**Task set:**
1. Edit the COVID-19 passage by rewriting the section that opens with "The COVID-19 crisis" and closes with "the great depression.", using "severe losses" in place of "heavy losses".
2. Answer these questions from the COVID-19 passage:
(a) According to UNCTAD, how much is the economic uncertainty estimated to cost the global economy in 2020?
(b) What was the 2019 growth value for Sub Saharan Africa cited from the World Bank?
(c) To what share of GDP is Ghana's budget deficit expected to worsen?

**Given passage:**
----
The world is currently witnessing the tremendous magnitude and speed of collapse in economic activity and social degeneration like never before in our lifetime due to the novel coronavirus (COVID-19) pandemic.
This is indeed impacting negatively on efforts towards achieving the global Sustainable Development Goals (SDGs), which Ghana has adopted as its minimum set of national socio-economic policy goals to achieve by 2030. Indeed the country must achieve these goals in order to give meaning to the government’s commitment to eradicate poverty and leave no one behind by 2030.
The COVID-19 crisis has led the global economy to a new conundrum. Global financial markets have witnessed heavy losses and intense volatility. Trade and investments have similarly experienced sharp decelerations. Apart from the tragic human consequences of the COVID-19 pandemic, the accompanying economic uncertainty, according to the UNCTAD, is estimated to cost the global economy $1 trillion in 2020. This could rise to $2 trillion should growth in the world economy slump to only 0.5%. The IMF fears the global growth could fall to -3 per cent this year, making it the worst recession since the great depression.
It also estimates that the pandemic could push about 49 million people into extreme poverty in 2020 alone. According to the World Bank, COVID 19 poses as an unprecedented threat to development growth in Sub Saharan Africa (SSA). It estimates growth in SSA to decline from its 2019 value of 2.4% to between -2.1% and -5.1 % in 2020, making 2020 the worst year since records began in 1970 for the continent’s economic growth.
Ghana has not been spared of the negative effects of the pandemic. Even though the impact is still unfolding and the extent cannot be estimated with certainty the pandemic is expected to negatively impact the economy and erode some recent achieved economic and social gains. Real GDP growth, for instance, is projected to decline from a projected 6.8% to about 0.9% and deteriorate further in a worst case scenario for the 2020 ﬁscal year. The fiscal situation is expected to worsen from a projected budget deficit of 4.5% of GDP to about 11.4% of GDP. This arises from shortfalls in petroleum receipts of GH¢5,105 million; Non-Oil Tax revenue of GH¢4,269 million; and Non-Tax Revenues (Non-Oil) of GH¢3,941 million, and Other Revenues of GH¢17 million, compounded by increasing covid 19 expenditures. These expenditures are projected to include the cost of a COVID19 preparedness and response plan of about USD $100 million, in addition to other expenditures to cater for the provision of Health Infrastructure (Agenda 88+), Coronavirus Alleviation Programme, Capitalisation of National Development Bank, Security, Elections, and payment of outstanding claims.
On the face of covid 19 pandemic Ghana is likely to experience reductions in:
- in international trade volumes as a result of COVID 19 related lockdowns and other trade restrictions measures taken by Ghana’s trading partners.
- in Foreign Direct Investment (FDI) and portfolio investment, in foreign remittances, a squeeze in the domestic financial system and fewer funding avenues from foreign sources.
- in oil prices resulting from falling oil demand and worsening price wars among oil producers.
- in bilateral aid.
- in consumer demand for goods and services.
----
**Recorded data:**
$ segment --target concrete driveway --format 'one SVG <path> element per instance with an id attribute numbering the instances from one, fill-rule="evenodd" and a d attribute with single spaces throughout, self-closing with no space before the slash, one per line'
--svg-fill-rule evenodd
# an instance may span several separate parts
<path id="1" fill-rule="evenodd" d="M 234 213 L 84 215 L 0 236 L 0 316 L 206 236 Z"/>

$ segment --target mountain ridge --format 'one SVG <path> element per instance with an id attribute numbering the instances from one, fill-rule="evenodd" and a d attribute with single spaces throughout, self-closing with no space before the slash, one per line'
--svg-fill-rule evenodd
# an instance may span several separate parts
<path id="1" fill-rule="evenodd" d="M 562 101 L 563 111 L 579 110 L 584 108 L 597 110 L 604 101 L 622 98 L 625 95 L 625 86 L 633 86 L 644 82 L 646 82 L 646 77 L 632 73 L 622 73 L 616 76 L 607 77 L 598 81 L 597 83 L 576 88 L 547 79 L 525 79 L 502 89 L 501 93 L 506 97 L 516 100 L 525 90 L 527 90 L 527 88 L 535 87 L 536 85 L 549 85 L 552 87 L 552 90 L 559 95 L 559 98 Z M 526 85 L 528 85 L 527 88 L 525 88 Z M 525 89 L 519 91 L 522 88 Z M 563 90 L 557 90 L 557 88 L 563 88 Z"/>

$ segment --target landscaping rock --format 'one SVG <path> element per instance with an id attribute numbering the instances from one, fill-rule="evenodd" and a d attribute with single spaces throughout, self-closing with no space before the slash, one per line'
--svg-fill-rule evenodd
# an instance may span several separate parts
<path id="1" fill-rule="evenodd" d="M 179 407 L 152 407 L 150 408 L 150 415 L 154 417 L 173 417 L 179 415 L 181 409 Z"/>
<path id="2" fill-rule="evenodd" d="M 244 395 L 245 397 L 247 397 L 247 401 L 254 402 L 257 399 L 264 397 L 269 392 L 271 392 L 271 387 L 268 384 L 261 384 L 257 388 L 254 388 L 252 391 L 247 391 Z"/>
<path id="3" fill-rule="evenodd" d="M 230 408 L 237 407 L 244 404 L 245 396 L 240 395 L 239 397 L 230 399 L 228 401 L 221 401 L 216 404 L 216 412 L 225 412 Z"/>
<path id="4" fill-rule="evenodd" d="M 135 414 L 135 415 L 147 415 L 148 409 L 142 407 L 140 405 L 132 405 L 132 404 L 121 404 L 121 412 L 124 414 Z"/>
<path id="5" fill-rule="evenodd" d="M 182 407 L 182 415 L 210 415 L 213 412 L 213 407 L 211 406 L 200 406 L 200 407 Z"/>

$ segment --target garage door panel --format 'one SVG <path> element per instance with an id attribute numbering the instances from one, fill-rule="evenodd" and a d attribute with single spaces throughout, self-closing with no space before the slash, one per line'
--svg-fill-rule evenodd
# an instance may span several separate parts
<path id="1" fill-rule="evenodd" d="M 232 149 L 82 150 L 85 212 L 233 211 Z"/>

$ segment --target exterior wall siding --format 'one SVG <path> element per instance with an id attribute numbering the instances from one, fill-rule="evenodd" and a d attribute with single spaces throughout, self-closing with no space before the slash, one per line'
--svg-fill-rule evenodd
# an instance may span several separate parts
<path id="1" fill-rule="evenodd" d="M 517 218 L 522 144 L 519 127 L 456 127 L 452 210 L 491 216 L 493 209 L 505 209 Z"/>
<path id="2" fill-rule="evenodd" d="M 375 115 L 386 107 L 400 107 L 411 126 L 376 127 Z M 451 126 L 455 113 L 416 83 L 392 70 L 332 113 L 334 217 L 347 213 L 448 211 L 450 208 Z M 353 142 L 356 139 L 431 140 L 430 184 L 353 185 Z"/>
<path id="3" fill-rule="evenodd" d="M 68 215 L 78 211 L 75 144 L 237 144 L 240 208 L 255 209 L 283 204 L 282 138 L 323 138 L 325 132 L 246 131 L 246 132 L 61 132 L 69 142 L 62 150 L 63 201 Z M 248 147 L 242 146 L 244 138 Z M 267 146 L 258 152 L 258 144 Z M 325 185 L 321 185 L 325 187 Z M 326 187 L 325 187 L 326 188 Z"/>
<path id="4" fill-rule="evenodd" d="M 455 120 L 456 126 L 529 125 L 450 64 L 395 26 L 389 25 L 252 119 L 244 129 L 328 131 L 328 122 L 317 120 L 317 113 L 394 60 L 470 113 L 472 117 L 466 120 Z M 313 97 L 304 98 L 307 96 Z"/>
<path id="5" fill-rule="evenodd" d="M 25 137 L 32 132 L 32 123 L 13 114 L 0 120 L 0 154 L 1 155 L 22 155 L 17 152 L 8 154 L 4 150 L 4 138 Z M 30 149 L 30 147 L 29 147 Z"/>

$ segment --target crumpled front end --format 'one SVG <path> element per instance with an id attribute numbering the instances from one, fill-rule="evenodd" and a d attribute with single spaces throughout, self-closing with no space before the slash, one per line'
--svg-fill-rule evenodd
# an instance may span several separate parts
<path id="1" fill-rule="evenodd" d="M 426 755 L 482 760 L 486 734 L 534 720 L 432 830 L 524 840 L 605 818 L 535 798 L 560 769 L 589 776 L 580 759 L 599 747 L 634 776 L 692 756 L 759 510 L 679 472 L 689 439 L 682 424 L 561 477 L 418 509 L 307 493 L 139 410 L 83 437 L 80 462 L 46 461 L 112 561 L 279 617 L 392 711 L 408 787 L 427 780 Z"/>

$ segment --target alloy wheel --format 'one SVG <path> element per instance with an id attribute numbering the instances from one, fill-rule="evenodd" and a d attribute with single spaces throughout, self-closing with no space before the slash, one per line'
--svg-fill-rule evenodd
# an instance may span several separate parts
----
**Response list:**
1.
The COVID-19 crisis has led the global economy to a new conundrum. Global financial markets have witnessed severe losses and intense volatility. Trade and investments have similarly experienced sharp decelerations. Apart from the tragic human consequences of the COVID-19 pandemic, the accompanying economic uncertainty, according to the UNCTAD, is estimated to cost the global economy $1 trillion in 2020. This could rise to $2 trillion should growth in the world economy slump to only 0.5%. The IMF fears the global growth could fall to -3 per cent this year, making it the worst recession since the great depression.

2.
(a) $1 trillion.
(b) 2.4%.
(c) About 11.4% of GDP.